# Start of Page
Another area, much studied recently, is that of writing and literacy (Bellelli and Benelli 2018; Bruschetti et al. 2015; Tuck and Wallace 2018; Whitehouse 2020). The Etruscans took over a written alphabet that originated in the near East and then spread across the Mediterranean but put it to their own use. We are beginning to understand not only the shifts in how Etruscan writing was used (some of the greatest variety was early on) but also to think about who used it (scribes seem to have been part of Etruscan society). The ability to read and write are sufficiently visible in high status burials and other contexts to imply that they were an important part of the social persona. Where we can follow this down the social order, we can begin to chip away at the notion that Etruscan society was frozen in an elite-centered model.

From generalized skills to specialized knowledge communities, the impact of broader horizons and the openness to grammars of alterity are also important ways of understanding the political changes that characterized the first half of the first millennium BC; they may be more helpful than traditional narratives of city-state formation. We can even examine that concept. As we saw in the earlier description of the growth and development of Veii, the traditional narrative suggests that Iron Age sites entered the Orientalizing period as separate districts but by the end of it were unified urban entities. It might, therefore, be argued that state formation was a product of Orientalization. Our narrative would reframe this: communities were constantly rethinking the technologies and knowledge required to succeed politically, and these were undoubtedly informed by external models but also were naturalized.

Moreover, the outside was not entirely trustworthy. One of the best attested facts of Etruscan history in the sixth century BC is the participation of the fleet of Caere in a naval battle off the Corsican town of Alalia between 540 BC and 535 BC, as reported by Herodotus (1990 [c. 484–425 BC], 1.166). The participants were Phocaean Greeks who had founded a colony at Marseilles and were expanding, fighting against an alliance of Carthaginians and Etruscans. The Phocaeans were defeated, but the Caeretans murdered their prisoners, and after divine retribution they had to make a dedication at Delphi. So Caere was an ally of the Carthaginians against the Greeks, then offered reparations to the Greeks; the presence of a Punic inscription referring to Thefarie Velianas sharing dedications at Pyrgi, probably with the Carthaginians, suggests a reversion to the earlier association. It is not unreasonable to try to trace a pattern of shifting alliances and affiliations between the Carthaginian and the Greek world in the sixth and fifth centuries, as the politics of the western Mediterranean evolved (Bellelli and Xella 2016; Bernardini 2001).
# End of Page
# Start of Given information
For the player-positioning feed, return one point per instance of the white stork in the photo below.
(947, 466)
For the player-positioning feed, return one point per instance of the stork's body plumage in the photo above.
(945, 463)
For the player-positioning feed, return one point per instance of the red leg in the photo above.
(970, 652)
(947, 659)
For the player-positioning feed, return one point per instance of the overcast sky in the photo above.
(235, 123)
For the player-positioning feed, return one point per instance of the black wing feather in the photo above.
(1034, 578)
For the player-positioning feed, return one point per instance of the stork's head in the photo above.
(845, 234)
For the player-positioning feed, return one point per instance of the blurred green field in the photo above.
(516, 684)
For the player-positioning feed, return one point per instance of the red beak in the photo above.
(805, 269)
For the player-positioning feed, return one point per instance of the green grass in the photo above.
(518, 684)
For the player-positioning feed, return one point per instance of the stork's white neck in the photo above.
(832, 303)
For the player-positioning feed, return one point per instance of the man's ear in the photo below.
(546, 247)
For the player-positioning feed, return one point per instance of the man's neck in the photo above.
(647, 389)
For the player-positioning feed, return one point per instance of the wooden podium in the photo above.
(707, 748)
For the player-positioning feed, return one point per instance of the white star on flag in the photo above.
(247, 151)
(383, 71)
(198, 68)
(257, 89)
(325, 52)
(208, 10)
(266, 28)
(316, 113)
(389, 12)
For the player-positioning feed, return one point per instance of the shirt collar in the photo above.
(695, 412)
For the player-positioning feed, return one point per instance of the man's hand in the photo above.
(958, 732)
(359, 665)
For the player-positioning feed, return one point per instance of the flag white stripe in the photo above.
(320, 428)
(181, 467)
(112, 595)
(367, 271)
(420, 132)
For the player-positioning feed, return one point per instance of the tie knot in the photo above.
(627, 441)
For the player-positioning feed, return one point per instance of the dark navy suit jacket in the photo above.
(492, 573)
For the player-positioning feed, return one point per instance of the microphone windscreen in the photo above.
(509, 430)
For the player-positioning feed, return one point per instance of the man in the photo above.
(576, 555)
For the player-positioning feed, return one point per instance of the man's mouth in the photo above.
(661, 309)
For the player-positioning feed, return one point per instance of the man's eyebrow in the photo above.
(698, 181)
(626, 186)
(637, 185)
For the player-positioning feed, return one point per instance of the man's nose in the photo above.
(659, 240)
# End of Given information
▸ **Task to complete**: From the Etruscan passage, extract the words starting with "Another area, much" and going on through "an elite-centered model.". The records were taken from a different source than the text.

▸ **Solution to this exercise**:
Another area, much studied recently, is that of writing and literacy (Bellelli and Benelli 2018; Bruschetti et al. 2015; Tuck and Wallace 2018; Whitehouse 2020). The Etruscans took over a written alphabet that originated in the near East and then spread across the Mediterranean but put it to their own use. We are beginning to understand not only the shifts in how Etruscan writing was used (some of the greatest variety was early on) but also to think about who used it (scribes seem to have been part of Etruscan society). The ability to read and write are sufficiently visible in high status burials and other contexts to imply that they were an important part of the social persona. Where we can follow this down the social order, we can begin to chip away at the notion that Etruscan society was frozen in an elite-centered model.